(Short exercise):
Quote the full listing word for word.

(Exercise inputs):
※
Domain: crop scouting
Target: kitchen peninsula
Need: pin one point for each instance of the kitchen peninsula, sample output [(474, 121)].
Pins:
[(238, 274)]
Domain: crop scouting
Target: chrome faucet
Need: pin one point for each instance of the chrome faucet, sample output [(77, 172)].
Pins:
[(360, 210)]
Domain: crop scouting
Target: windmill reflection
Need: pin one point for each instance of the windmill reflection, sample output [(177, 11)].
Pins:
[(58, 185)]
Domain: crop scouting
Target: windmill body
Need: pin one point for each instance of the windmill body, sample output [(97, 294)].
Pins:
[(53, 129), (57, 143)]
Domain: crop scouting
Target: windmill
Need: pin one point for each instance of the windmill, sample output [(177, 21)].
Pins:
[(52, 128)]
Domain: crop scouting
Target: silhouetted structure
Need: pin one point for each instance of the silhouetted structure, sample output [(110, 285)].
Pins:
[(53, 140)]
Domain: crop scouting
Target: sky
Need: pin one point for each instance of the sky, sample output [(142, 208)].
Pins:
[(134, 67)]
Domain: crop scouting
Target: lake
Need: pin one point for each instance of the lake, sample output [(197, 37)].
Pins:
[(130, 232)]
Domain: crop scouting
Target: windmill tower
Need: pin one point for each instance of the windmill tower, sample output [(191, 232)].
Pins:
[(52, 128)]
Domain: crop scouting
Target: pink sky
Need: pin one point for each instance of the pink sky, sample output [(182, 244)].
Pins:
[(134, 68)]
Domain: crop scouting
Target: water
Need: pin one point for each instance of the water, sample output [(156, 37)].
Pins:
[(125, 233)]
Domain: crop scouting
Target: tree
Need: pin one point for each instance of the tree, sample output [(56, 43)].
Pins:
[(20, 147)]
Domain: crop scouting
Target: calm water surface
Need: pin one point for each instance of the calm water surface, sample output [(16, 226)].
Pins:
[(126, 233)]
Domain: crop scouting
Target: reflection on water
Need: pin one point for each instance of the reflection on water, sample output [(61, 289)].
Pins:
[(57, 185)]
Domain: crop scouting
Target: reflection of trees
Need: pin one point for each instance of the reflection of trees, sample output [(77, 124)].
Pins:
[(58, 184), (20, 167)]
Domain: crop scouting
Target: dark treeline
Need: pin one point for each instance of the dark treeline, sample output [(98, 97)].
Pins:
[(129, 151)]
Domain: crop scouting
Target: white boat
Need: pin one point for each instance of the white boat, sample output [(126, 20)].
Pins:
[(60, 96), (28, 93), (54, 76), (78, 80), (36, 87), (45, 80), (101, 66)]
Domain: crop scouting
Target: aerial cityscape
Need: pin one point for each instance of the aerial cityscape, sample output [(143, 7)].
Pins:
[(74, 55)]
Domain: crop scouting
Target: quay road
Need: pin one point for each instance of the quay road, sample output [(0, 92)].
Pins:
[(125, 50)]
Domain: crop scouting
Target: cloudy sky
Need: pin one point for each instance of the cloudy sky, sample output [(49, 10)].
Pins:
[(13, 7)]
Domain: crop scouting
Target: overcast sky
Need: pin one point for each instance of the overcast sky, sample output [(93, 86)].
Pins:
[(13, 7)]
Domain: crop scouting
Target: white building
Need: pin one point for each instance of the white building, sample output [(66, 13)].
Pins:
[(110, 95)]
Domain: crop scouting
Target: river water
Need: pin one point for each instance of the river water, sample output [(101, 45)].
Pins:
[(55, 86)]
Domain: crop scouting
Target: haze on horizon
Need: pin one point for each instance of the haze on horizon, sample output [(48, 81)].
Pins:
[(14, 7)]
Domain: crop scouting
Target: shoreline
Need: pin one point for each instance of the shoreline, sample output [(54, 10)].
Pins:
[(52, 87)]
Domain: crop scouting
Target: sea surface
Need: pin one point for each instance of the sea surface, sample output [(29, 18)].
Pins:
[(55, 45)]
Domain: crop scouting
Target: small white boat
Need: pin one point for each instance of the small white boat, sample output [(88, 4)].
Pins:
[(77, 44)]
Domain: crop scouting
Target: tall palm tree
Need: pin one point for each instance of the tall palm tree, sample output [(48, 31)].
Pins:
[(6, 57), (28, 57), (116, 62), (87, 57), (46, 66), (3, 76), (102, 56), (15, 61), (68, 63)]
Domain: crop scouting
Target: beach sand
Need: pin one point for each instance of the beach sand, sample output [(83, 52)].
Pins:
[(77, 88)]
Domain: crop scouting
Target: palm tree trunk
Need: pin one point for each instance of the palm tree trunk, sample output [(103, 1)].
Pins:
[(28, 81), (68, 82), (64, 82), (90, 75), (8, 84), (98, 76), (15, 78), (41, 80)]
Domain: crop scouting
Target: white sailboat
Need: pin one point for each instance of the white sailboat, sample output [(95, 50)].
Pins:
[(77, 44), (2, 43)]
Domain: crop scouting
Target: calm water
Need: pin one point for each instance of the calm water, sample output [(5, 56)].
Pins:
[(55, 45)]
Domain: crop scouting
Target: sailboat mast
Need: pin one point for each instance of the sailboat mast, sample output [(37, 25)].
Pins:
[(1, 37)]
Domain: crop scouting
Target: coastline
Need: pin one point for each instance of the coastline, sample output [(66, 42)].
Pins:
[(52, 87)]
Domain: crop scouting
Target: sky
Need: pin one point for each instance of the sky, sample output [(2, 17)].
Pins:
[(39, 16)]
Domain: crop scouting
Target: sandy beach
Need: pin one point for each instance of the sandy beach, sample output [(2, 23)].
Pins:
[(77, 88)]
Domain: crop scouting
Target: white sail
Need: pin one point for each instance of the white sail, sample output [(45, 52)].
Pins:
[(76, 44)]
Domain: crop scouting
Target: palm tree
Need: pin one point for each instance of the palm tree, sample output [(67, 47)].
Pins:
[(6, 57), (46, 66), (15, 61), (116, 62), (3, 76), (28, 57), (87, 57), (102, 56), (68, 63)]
※
(Correct response):
Domain: crop scouting
Target: kitchen peninsula
Need: pin one point for each instance of the kitchen peninsula, sample output [(474, 121)].
Pins:
[(238, 274)]
Domain: crop scouting
Target: chrome faucet
Need: pin one point for each instance of the chrome faucet, sample output [(77, 172)].
Pins:
[(360, 210)]
Domain: crop scouting
Target: windmill reflection
Need: pin one point for each instance of the windmill reflection, sample output [(177, 11)].
Pins:
[(58, 185)]
Domain: crop scouting
Target: windmill body
Need: pin one point for each instance of the windmill body, sample output [(97, 294)].
Pins:
[(53, 129), (57, 143)]
Domain: crop scouting
Target: windmill
Need: pin one point for each instance of the windmill, sample output [(177, 21)].
Pins:
[(52, 128)]
Domain: crop scouting
Target: silhouetted structure
Need: pin one point for each instance of the silhouetted structure, sample output [(110, 285)].
Pins:
[(53, 140)]
Domain: crop scouting
Target: sky
Need: pin one point for each instance of the sky, sample output [(142, 208)].
Pins:
[(134, 67)]
Domain: crop scouting
Target: lake
Need: pin one point for each instance of the lake, sample output [(197, 37)].
Pins:
[(130, 232)]
Domain: crop scouting
Target: windmill tower
Need: pin one point for each instance of the windmill tower, sample output [(191, 232)].
Pins:
[(52, 128)]
Domain: crop scouting
Target: pink sky
Need: pin one point for each instance of the pink sky, sample output [(182, 244)].
Pins:
[(134, 68)]
Domain: crop scouting
Target: water
Need: pin one point for each instance of the water, sample output [(156, 37)].
Pins:
[(125, 233)]
Domain: crop scouting
Target: tree
Need: pin one point for each instance of the tree, sample output [(56, 43)].
Pins:
[(20, 147)]
Domain: crop scouting
Target: calm water surface
Need: pin one point for each instance of the calm water surface, sample output [(16, 226)].
Pins:
[(126, 233)]
Domain: crop scouting
Target: reflection on water
Need: pin one point for each instance of the reflection on water, sample output [(61, 289)].
Pins:
[(57, 185)]
Domain: crop scouting
Target: reflection of trees
Need: pin one point for each instance of the reflection of trees, sample output [(77, 124)].
Pins:
[(58, 184), (20, 167)]
Domain: crop scouting
Target: dark treeline
Need: pin one point for each instance of the dark treeline, sample output [(98, 97)].
Pins:
[(129, 151)]
Domain: crop scouting
Target: white boat
Need: pin one point for each instance of the white boat, sample output [(126, 20)].
Pins:
[(60, 96), (28, 93), (54, 76), (78, 80), (36, 87), (45, 80), (101, 66)]
Domain: crop scouting
Target: aerial cityscape
Need: pin one point for each instance of the aerial cityscape, sample output [(143, 7)].
Pins:
[(74, 55)]
Domain: crop scouting
Target: quay road
Need: pin one point for each instance of the quay road, sample output [(0, 92)].
Pins:
[(125, 50)]
Domain: crop scouting
Target: cloudy sky
Need: pin one point for each instance of the cloudy sky, sample output [(49, 10)].
Pins:
[(13, 7)]
Domain: crop scouting
Target: overcast sky
Need: pin one point for each instance of the overcast sky, sample output [(93, 86)].
Pins:
[(13, 7)]
Domain: crop scouting
Target: white building
Need: pin one point for each instance of the white building, sample output [(66, 13)].
Pins:
[(110, 95)]
Domain: crop scouting
Target: river water
Need: pin one point for each instance of the river water, sample output [(101, 45)].
Pins:
[(55, 86)]
Domain: crop scouting
Target: haze on horizon
Need: pin one point for each instance of the haze on horizon, sample output [(48, 81)].
Pins:
[(14, 7)]
Domain: crop scouting
Target: shoreline
Need: pin one point for each instance of the shoreline, sample output [(54, 10)].
Pins:
[(52, 87)]
Domain: crop scouting
Target: sea surface
Need: pin one point for each instance of the sea surface, sample output [(29, 18)].
Pins:
[(55, 45)]
Domain: crop scouting
Target: small white boat
Need: pin one point for each instance of the small white boat, sample output [(88, 4)].
Pins:
[(77, 44)]
Domain: crop scouting
Target: tall palm tree
Need: pin one point for each instance of the tall palm tree, sample output [(48, 31)].
Pins:
[(6, 57), (28, 57), (116, 62), (87, 57), (46, 66), (3, 76), (102, 56), (15, 61), (68, 63)]
Domain: crop scouting
Target: beach sand
Need: pin one point for each instance of the beach sand, sample output [(83, 52)].
Pins:
[(77, 88)]
Domain: crop scouting
Target: palm tree trunk
Need: pin one point for each instance of the palm tree trunk, sample output [(103, 1)].
Pins:
[(28, 81), (68, 82), (64, 82), (90, 75), (8, 84), (98, 76), (15, 78), (41, 80)]
Domain: crop scouting
Target: white sailboat
Need: pin one point for each instance of the white sailboat, sample output [(95, 50)].
Pins:
[(77, 44), (2, 43)]
Domain: crop scouting
Target: calm water
Need: pin one point for each instance of the calm water, sample output [(5, 56)].
Pins:
[(55, 45)]
Domain: crop scouting
Target: sailboat mast
Need: pin one point for each instance of the sailboat mast, sample output [(37, 25)].
Pins:
[(1, 37)]
Domain: crop scouting
Target: coastline
Need: pin one point for each instance of the coastline, sample output [(66, 42)].
Pins:
[(52, 87)]
Domain: crop scouting
Target: sky
Need: pin one point for each instance of the sky, sample output [(2, 17)].
Pins:
[(39, 16)]
Domain: crop scouting
Target: sandy beach
Need: pin one point for each instance of the sandy beach, sample output [(2, 23)].
Pins:
[(77, 88)]
Domain: crop scouting
Target: white sail
Need: pin one point for each instance of the white sail, sample output [(45, 52)].
Pins:
[(76, 44)]
Domain: crop scouting
Target: palm tree
Need: pin one point for each instance of the palm tree, sample output [(67, 47)].
Pins:
[(6, 57), (46, 66), (15, 61), (116, 62), (3, 76), (28, 57), (87, 57), (102, 56), (68, 63)]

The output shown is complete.